BEGIN Provided records

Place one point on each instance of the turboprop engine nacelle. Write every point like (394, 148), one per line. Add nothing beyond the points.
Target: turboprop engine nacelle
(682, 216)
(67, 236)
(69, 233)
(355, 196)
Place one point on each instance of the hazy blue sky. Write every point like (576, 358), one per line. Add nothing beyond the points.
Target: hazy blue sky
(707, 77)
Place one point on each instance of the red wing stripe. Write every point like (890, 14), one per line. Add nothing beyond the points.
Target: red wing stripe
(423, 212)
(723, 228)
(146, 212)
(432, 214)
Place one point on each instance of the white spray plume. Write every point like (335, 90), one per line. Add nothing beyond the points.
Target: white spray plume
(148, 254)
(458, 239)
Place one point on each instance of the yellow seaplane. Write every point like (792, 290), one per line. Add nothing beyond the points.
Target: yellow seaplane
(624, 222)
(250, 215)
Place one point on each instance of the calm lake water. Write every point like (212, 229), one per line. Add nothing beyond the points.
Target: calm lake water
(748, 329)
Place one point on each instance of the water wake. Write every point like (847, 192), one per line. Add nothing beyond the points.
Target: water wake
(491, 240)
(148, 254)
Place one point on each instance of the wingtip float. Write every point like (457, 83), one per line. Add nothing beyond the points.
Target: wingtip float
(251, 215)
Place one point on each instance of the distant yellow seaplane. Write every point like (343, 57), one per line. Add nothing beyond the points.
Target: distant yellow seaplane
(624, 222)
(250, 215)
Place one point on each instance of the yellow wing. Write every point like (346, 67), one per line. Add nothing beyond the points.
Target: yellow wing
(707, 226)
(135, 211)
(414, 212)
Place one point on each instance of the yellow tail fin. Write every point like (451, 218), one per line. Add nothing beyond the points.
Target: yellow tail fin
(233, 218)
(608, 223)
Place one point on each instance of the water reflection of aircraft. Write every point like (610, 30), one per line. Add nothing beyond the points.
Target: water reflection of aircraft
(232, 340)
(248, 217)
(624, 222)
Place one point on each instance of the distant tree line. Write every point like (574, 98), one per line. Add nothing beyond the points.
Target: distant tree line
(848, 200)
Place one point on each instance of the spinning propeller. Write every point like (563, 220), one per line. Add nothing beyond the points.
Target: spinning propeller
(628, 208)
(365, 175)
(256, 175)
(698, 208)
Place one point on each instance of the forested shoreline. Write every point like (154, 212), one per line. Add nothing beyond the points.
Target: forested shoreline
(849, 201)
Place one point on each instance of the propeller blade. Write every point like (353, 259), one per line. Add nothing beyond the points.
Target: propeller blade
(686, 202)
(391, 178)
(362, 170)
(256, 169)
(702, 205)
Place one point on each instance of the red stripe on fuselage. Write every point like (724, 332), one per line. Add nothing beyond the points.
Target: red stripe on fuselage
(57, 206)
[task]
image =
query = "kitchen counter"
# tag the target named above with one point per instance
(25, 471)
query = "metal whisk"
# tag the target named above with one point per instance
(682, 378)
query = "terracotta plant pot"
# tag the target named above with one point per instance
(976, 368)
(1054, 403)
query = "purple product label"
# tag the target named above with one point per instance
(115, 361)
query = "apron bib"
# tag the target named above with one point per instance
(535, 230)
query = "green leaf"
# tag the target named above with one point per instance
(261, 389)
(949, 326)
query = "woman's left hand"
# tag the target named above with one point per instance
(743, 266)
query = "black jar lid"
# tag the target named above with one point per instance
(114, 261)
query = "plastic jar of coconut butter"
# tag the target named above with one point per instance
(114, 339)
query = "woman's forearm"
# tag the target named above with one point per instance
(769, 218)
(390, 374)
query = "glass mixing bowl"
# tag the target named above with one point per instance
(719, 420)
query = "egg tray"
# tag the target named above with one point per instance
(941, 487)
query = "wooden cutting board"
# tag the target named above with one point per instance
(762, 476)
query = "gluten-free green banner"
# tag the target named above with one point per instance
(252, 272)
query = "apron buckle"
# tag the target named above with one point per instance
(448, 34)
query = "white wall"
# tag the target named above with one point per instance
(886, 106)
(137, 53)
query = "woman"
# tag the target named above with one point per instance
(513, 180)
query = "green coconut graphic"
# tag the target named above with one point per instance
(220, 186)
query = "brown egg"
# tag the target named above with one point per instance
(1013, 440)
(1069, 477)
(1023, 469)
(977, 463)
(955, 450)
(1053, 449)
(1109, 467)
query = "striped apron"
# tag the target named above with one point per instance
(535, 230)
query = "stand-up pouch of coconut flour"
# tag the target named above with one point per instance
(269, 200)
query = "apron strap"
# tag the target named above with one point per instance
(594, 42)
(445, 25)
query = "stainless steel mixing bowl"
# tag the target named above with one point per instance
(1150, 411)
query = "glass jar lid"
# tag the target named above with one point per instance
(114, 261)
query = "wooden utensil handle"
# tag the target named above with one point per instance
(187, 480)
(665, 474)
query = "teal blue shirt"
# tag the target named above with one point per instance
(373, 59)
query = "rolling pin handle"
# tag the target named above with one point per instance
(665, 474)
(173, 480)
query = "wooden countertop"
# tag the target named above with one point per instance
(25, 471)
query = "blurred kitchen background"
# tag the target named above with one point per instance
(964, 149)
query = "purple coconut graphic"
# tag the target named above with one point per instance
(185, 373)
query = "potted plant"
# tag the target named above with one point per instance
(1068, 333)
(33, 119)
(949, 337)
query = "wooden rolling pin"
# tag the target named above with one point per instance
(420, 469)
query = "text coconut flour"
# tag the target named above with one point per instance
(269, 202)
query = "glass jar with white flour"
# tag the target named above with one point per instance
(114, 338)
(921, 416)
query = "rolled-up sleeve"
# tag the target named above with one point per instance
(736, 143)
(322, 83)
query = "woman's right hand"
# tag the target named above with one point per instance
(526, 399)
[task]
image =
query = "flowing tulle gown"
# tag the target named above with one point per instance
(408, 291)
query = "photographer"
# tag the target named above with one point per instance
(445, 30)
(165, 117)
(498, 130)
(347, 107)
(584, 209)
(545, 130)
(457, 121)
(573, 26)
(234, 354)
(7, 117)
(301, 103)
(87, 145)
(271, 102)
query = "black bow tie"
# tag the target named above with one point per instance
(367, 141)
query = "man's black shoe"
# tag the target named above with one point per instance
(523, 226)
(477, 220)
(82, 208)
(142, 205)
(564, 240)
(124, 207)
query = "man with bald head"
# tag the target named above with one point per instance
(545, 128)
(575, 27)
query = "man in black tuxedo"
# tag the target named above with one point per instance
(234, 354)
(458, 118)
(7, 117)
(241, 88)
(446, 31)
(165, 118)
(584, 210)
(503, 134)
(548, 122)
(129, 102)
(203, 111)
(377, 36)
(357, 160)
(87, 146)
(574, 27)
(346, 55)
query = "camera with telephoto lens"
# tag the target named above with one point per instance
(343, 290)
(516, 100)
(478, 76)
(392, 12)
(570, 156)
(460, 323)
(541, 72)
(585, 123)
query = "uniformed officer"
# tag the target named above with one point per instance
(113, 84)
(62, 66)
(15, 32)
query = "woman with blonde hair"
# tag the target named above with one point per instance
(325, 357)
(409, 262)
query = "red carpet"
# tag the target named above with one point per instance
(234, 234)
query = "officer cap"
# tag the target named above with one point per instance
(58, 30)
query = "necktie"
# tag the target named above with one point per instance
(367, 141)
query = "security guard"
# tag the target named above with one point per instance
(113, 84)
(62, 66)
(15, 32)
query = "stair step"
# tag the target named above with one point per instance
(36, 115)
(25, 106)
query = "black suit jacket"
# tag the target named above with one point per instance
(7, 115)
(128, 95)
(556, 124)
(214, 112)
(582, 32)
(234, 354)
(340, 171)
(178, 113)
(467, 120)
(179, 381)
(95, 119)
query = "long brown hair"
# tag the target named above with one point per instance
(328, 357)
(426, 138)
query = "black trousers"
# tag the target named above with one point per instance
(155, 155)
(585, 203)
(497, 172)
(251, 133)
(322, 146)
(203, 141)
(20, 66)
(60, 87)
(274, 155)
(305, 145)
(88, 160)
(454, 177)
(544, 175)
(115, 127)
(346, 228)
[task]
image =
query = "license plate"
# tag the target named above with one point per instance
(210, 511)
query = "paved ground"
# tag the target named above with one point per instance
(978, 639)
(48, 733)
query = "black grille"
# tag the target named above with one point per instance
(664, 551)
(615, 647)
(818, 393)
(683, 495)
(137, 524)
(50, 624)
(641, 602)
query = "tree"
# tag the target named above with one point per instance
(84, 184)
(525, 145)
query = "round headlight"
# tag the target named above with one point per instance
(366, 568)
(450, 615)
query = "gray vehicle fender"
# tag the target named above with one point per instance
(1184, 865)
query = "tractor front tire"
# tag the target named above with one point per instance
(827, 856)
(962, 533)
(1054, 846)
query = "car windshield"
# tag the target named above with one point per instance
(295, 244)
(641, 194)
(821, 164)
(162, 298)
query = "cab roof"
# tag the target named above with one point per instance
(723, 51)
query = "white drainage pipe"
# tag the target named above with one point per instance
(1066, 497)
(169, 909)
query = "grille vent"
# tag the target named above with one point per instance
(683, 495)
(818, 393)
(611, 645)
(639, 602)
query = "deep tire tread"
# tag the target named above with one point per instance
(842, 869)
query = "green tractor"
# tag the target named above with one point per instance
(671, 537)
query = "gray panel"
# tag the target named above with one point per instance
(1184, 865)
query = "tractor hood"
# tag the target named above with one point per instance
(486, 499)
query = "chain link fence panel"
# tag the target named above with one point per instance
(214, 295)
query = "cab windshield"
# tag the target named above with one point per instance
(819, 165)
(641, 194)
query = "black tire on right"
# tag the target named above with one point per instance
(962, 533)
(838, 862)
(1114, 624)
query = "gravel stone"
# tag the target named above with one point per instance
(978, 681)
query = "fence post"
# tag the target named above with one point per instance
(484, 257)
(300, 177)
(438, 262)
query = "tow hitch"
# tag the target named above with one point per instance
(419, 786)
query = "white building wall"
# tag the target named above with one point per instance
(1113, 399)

END Provided records

Written instruction
Gather every line of the records above that contains the word "aircraft", treating uppercase and lowercase letters as different.

Output
Place one point on each instance of the water reflection of aircraft. Write every point like (610, 30), one per line. Add nothing beyond the points.
Target: water reflection of aircraft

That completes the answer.